Your instructions:
Reproduce every line of the listing below, switching each "photo" to "image" and changing nothing else. Omit the pictures from your answer.

Start of Entries shown

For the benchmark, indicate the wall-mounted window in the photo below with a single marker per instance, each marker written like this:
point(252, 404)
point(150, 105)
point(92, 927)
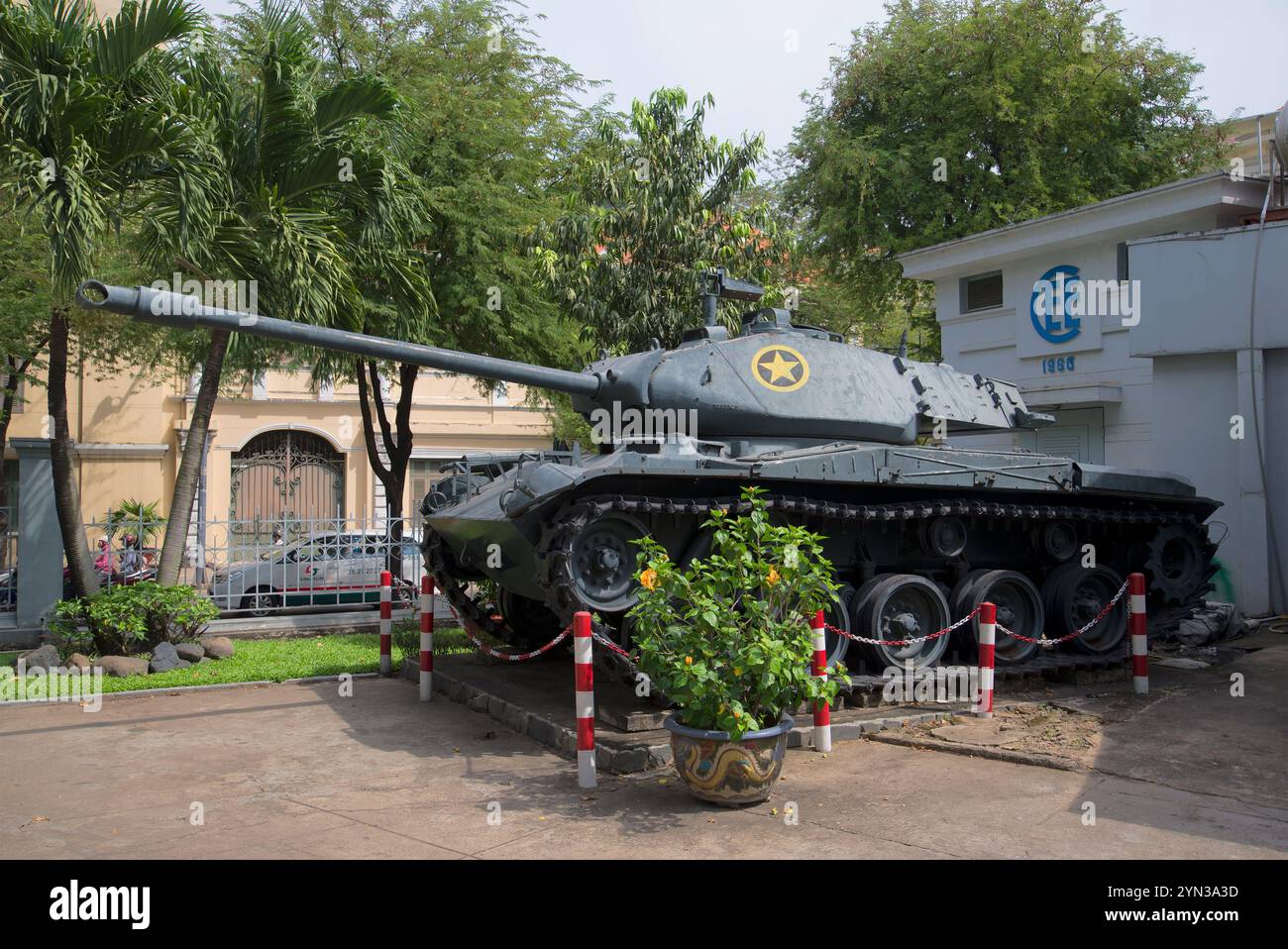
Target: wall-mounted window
point(982, 292)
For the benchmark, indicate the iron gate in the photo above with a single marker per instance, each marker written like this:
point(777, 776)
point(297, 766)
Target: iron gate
point(281, 479)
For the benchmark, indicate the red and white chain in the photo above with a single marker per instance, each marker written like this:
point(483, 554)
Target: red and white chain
point(604, 641)
point(1047, 643)
point(903, 641)
point(514, 657)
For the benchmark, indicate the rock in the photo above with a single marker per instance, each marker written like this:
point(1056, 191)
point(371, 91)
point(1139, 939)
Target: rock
point(165, 658)
point(1214, 622)
point(218, 647)
point(39, 661)
point(192, 652)
point(123, 666)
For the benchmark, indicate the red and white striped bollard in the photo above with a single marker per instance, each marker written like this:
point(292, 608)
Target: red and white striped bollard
point(822, 733)
point(1138, 638)
point(987, 643)
point(426, 638)
point(386, 622)
point(584, 674)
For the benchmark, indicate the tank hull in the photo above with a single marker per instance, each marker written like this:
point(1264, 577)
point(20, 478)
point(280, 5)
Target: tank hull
point(938, 512)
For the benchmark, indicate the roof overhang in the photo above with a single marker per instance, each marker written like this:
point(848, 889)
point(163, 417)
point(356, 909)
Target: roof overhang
point(1069, 395)
point(1125, 217)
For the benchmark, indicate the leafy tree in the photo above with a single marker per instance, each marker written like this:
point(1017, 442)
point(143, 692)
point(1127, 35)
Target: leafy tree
point(24, 318)
point(958, 116)
point(657, 204)
point(282, 140)
point(84, 127)
point(485, 136)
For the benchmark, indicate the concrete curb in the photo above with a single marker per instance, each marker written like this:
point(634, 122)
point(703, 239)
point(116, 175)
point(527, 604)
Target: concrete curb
point(979, 751)
point(178, 689)
point(563, 739)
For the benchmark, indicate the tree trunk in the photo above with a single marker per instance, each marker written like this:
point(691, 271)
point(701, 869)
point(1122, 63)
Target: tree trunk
point(189, 467)
point(397, 442)
point(65, 493)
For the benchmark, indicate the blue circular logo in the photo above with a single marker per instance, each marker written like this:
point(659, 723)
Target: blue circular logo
point(1056, 304)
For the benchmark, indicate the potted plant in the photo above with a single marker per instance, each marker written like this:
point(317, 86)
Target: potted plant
point(726, 639)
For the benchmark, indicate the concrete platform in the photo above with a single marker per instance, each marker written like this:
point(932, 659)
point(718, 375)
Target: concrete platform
point(305, 772)
point(536, 699)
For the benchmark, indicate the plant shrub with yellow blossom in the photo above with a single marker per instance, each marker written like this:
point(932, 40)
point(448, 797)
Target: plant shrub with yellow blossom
point(728, 638)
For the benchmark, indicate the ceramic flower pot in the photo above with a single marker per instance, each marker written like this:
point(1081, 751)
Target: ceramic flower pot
point(725, 772)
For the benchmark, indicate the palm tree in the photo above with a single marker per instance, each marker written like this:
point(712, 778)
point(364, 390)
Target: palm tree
point(85, 121)
point(286, 142)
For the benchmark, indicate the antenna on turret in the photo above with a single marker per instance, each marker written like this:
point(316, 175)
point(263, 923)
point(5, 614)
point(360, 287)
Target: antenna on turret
point(717, 283)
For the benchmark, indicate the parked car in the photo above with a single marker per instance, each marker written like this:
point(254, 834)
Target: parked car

End of Entries shown

Complete response:
For the benchmark, indicate the wall-mounted window in the image below with a single marker per instance, each marker written like this:
point(252, 404)
point(150, 105)
point(92, 927)
Target: wall-mounted window
point(982, 292)
For the benchmark, indicate the iron gate in the image above with a single marker per instance, each marker written like this:
point(777, 776)
point(297, 766)
Target: iron gate
point(281, 479)
For the benchmark, indicate the red and white chain in the image above with a single marker per instance, each marker written like this:
point(483, 554)
Target: red and white chain
point(604, 641)
point(1047, 643)
point(903, 641)
point(514, 657)
For the benchmark, indicate the rock in the image above with a single marker per instance, each marker written like this:
point(1056, 191)
point(371, 91)
point(1139, 939)
Target: rock
point(165, 658)
point(1214, 622)
point(218, 647)
point(39, 661)
point(192, 652)
point(123, 666)
For the benchmark, indicate the red and white striped bollard in the image above with a single marker per instance, each marker written like this:
point(292, 608)
Target: red and white striped bollard
point(822, 733)
point(1138, 638)
point(987, 643)
point(426, 638)
point(386, 622)
point(584, 674)
For the benchmark, indicate the tank hull in the image above with a single marker per instance, each marker written like this:
point(1264, 577)
point(20, 478)
point(280, 5)
Target: tank hull
point(938, 512)
For the benchmark, indicate the roof overhang in the image above with a single marker per instance, each marker written like this:
point(848, 889)
point(163, 417)
point(356, 909)
Target: roof overhang
point(1069, 395)
point(1125, 217)
For the benchmark, indicate the leafy tree in the image above with a single marker per instance, each marker written like this:
point(1017, 442)
point(143, 692)
point(1127, 35)
Target: leafy tree
point(24, 318)
point(958, 116)
point(657, 204)
point(282, 140)
point(84, 127)
point(485, 136)
For the benchmark, indicate the concrete curb in the image above with a single marker per instance, each marker written like this:
point(634, 122)
point(703, 239)
point(116, 175)
point(527, 604)
Target: concrete curb
point(979, 751)
point(178, 689)
point(563, 739)
For the benchmark, indicate the tree trunk in the image above with a single marker per instance, each marker written like this:
point(691, 271)
point(701, 869)
point(1122, 63)
Target: tree trunk
point(189, 467)
point(397, 442)
point(65, 493)
For the benchmark, indicate the blue circular logo in the image above with a single marker per instance, each marker written like this:
point(659, 723)
Target: blue circular logo
point(1056, 304)
For the benchmark, indicate the potted plant in the image above with a single marker per instance, each marker written like this:
point(317, 86)
Target: potted plant
point(726, 639)
For the benchmark, indicate the concrete platform in the image above with a single marker per instance, each marker written like this:
point(932, 659)
point(718, 375)
Target: concrete platform
point(305, 772)
point(536, 699)
For the benchmark, indicate the plant shrub with yellow blossom in the image above with a single marker per instance, each marker written like this:
point(932, 40)
point(448, 797)
Target: plant shrub with yellow blossom
point(728, 638)
For the benchmark, indicate the ceramic flower pot in the image above with a single marker per instance, each marker written like this:
point(1081, 751)
Target: ceramic flower pot
point(725, 772)
For the benchmark, indicate the palm tree in the image above with a single marker per instance, each marker written like this:
point(712, 778)
point(364, 390)
Target: palm tree
point(85, 121)
point(286, 142)
For the benchmark, indicate the antenna on turret in the image above with a single marker per instance, each marker written like this:
point(316, 175)
point(263, 923)
point(5, 614)
point(360, 287)
Target: antenna on turret
point(717, 283)
For the benchmark, indicate the parked car in the image above with a single marker per instance, each marker written like this:
point(254, 834)
Target: parked car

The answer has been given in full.